TEKS YANG DISEDIAKAN:

_ _ _ _ _

Halaman

Kamis, 28 Januari 2010

Opini dari tabloid Suara Rakyat

Pemimpin Bertengkar, Rakyat Telantar 

Mas GIK yang seorang pegusaa tempe tiba kembali di Blora setelah liburan di kampung. Tapi, wajahnya tak memperlihatkan kecerahan, layaknya orang habis liburan. 
”Sampeyan kenapa sih, Mas?” tanya saya suatu pagi.
 
”Saya sedih campur bingung. Di kampung malah disambati macem-macem. Ada yang mengeluh karena usaha pembuatan tempe macet karena hara kedeai naik. Akibatnya banyak warga menganggur. Banyak saudara menyodorkan anaknya untuk dibantu mencari pekerjaan,” kata Mas Gik.
 Jeng Vivi yang datang belakangan ikut nimbrung. ”Saudara-saudara saya juga cemas, was-was, deg-deg plas. Jangan-jangan usaha kerajinan mereka, bikin keset dan boneka akan tergusur setelah perdagangan bebas ASEAN-China diberlakukan,” kata Vivi.
 Soal kedelai impor, memang belakangan lebih banyak mengalahkan kedelai lokal. Sementara ketakutan terhadap produk China pantas dimengerti.
Saat melihat-lihat ke sejumlah pusat perbelanjaan di Semarang dan sekitarnya, beberapa hari terakhir ini, saya melihat produk mainan anak buatan China menguasai pasar, nyaris sendirian alias tanpa pesaing.

_ _ _ _ _

PETUNJUK PENGERJAAN:
Salin tanpa perubahan sebagian dari teks opini di atas. Mulailah dari kata-kata "Pemimpin Bertengkar, Rakyat" dan berhentilah setelah kata-kata "kata Mas Gik.".

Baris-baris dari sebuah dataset
_ _ _ _ _

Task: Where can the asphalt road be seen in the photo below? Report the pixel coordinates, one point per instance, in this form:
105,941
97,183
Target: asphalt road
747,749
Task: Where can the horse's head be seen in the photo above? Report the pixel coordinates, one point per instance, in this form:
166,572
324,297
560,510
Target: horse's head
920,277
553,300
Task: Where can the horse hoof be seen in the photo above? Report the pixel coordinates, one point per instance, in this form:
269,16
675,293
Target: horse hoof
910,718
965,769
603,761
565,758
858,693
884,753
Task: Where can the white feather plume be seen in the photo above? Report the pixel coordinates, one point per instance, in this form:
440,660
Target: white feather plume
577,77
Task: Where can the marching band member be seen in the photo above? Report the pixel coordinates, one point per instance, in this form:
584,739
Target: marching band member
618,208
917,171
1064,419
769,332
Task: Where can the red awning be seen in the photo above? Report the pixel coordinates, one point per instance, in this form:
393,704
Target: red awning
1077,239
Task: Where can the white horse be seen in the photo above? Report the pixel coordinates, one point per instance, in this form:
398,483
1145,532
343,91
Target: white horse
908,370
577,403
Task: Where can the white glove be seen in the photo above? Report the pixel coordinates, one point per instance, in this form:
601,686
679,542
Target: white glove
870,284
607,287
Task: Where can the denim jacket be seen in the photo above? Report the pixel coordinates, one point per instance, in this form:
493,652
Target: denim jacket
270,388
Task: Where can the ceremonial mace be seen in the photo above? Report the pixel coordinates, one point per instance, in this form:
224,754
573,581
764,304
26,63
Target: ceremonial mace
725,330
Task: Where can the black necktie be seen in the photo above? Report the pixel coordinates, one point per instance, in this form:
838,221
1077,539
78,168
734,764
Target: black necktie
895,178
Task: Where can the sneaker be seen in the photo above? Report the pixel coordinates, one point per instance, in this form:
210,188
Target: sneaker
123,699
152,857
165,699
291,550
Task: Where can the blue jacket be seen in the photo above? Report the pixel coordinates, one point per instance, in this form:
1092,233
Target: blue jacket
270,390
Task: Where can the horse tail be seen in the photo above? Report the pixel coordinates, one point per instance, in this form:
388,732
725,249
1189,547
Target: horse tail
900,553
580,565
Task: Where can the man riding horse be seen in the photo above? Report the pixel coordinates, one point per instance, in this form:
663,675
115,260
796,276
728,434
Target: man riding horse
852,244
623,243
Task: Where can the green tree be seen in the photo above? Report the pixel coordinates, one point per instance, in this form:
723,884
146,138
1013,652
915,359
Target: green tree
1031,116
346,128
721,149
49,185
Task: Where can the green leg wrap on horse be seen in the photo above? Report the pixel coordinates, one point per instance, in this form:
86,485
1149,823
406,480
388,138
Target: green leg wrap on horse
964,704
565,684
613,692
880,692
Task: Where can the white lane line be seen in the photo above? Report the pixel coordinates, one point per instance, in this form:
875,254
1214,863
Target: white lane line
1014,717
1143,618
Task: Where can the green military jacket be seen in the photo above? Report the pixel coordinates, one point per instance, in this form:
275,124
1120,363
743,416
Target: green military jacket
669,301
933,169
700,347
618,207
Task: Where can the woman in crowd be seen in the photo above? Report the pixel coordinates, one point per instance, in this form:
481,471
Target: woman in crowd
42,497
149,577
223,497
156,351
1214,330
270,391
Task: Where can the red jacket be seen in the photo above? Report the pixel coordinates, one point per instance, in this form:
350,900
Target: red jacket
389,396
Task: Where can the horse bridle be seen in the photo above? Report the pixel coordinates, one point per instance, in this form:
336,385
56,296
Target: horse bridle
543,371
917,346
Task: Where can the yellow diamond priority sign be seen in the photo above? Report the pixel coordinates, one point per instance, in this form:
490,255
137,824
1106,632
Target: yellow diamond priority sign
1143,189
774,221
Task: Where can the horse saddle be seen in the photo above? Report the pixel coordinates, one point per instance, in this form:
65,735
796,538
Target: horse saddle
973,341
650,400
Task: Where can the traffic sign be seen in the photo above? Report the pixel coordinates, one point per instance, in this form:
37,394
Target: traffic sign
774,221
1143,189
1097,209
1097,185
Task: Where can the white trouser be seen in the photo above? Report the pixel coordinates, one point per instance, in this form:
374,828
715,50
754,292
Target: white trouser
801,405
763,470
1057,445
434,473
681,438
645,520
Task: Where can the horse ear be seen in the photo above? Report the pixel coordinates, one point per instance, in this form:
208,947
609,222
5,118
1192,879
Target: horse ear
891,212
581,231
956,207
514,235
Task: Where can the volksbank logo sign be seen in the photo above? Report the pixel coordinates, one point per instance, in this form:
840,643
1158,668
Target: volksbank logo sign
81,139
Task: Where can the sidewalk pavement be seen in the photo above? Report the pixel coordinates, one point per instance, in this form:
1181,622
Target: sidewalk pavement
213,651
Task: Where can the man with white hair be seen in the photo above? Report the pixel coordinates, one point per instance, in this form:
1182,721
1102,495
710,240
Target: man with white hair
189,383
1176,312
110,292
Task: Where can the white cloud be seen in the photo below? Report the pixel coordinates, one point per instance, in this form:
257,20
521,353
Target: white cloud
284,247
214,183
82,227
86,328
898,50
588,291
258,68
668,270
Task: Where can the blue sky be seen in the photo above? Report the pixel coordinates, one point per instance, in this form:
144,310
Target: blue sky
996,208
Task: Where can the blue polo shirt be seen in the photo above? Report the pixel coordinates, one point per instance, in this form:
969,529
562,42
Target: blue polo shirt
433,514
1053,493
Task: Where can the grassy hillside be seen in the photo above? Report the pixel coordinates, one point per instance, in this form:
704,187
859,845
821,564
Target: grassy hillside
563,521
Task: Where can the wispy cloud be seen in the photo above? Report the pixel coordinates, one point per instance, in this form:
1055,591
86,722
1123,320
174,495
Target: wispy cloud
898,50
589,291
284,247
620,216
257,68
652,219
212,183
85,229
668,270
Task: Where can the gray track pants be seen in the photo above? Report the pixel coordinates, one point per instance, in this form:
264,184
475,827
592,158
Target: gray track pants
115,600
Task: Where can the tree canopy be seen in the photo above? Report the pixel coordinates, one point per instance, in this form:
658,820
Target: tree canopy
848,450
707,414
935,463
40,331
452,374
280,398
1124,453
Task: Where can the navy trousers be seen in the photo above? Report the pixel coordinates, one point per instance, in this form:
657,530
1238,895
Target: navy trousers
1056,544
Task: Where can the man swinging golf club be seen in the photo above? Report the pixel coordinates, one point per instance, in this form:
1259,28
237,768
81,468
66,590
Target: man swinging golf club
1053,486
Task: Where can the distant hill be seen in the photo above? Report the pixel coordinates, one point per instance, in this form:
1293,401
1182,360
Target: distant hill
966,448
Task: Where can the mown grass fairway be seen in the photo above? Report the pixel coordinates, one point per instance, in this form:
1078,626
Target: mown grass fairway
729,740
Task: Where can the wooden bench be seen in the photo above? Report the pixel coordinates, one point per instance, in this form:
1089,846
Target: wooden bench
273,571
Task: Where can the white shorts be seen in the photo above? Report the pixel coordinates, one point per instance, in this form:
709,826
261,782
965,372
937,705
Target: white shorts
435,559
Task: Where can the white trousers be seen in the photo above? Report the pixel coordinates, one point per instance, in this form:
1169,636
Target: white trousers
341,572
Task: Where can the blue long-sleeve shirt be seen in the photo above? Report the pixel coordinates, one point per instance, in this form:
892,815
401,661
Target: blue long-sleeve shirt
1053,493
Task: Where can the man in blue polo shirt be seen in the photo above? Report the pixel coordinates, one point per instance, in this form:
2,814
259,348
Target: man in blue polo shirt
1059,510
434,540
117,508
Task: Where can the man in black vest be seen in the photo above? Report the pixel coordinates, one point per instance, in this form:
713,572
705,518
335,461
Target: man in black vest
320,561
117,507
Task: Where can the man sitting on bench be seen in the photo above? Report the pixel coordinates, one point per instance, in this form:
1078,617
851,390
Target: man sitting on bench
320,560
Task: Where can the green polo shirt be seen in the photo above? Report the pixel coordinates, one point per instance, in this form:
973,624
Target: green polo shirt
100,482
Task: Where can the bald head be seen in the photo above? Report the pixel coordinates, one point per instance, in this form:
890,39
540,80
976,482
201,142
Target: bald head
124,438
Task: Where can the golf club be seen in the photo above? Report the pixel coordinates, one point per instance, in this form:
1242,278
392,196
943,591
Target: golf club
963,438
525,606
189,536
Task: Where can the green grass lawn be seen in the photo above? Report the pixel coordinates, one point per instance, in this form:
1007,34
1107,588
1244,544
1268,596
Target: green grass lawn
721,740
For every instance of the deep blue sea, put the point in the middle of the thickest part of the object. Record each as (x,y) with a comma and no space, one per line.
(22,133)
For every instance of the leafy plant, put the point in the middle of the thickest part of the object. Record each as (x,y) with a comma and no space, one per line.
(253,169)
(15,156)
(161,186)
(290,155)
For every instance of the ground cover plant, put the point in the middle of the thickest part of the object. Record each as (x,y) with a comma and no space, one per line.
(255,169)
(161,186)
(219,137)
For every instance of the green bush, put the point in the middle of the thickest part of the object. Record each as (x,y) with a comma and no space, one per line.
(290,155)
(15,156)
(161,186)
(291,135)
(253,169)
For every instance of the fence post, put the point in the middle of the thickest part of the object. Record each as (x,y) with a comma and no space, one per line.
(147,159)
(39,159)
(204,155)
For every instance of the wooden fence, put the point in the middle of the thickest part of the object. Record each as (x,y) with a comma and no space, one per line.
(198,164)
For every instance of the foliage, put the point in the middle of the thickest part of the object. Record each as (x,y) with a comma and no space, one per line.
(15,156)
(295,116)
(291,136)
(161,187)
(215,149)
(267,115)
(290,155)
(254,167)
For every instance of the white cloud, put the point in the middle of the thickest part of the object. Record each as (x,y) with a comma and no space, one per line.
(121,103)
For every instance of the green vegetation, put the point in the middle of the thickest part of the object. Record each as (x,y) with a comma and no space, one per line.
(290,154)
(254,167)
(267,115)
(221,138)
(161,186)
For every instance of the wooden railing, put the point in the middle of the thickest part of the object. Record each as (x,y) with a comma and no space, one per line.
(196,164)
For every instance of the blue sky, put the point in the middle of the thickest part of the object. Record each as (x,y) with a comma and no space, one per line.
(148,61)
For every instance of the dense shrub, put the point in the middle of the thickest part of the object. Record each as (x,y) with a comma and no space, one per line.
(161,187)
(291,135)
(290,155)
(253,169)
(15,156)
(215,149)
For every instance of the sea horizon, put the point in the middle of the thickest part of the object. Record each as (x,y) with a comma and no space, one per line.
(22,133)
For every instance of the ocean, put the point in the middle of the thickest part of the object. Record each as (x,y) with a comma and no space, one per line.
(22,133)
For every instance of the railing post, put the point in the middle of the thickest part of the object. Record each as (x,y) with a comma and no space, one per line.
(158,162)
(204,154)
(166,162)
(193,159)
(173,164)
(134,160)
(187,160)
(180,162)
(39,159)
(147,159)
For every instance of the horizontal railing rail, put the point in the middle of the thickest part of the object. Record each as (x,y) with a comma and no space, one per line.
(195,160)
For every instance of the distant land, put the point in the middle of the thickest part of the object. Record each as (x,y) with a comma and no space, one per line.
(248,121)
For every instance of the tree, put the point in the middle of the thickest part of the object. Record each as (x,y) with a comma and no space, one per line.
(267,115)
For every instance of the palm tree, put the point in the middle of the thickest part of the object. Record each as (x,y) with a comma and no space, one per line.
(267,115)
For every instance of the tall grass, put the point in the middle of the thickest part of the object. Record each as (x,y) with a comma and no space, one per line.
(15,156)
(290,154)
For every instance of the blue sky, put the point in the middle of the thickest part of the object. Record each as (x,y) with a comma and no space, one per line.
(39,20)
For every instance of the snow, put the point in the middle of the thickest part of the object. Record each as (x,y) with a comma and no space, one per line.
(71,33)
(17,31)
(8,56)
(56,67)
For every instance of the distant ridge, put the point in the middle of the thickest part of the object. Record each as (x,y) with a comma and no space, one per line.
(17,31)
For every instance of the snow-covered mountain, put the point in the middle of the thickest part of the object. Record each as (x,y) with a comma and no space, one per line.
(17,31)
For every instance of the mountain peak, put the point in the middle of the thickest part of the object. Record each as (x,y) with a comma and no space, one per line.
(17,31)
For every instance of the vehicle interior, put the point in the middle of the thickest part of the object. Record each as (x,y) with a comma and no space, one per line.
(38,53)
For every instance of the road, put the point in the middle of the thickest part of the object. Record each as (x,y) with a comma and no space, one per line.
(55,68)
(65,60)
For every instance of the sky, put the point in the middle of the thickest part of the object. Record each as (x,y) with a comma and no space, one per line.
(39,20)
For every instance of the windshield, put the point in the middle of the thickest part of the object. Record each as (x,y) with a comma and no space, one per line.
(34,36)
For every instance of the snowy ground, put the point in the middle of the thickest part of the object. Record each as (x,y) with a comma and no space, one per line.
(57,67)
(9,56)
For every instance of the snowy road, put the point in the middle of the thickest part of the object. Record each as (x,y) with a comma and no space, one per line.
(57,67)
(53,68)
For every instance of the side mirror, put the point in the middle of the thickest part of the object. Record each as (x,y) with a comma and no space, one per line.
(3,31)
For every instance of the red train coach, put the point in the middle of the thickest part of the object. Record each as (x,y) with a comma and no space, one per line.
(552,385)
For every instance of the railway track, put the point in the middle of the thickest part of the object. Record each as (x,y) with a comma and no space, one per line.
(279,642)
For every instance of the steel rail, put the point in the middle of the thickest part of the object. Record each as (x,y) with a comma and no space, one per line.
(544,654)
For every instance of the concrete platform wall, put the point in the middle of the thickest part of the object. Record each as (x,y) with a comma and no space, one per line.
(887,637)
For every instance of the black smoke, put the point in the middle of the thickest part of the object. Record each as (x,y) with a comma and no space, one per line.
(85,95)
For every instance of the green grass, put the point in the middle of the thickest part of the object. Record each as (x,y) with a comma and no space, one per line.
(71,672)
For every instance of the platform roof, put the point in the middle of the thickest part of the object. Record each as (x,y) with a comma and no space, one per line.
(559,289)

_ _ _ _ _

JAWABAN LENGKAP:
Pemimpin Bertengkar, Rakyat Telantar 

Mas GIK yang seorang pegusaa tempe tiba kembali di Blora setelah liburan di kampung. Tapi, wajahnya tak memperlihatkan kecerahan, layaknya orang habis liburan. 
”Sampeyan kenapa sih, Mas?” tanya saya suatu pagi.
 
”Saya sedih campur bingung. Di kampung malah disambati macem-macem. Ada yang mengeluh karena usaha pembuatan tempe macet karena hara kedeai naik. Akibatnya banyak warga menganggur. Banyak saudara menyodorkan anaknya untuk dibantu mencari pekerjaan,” kata Mas Gik.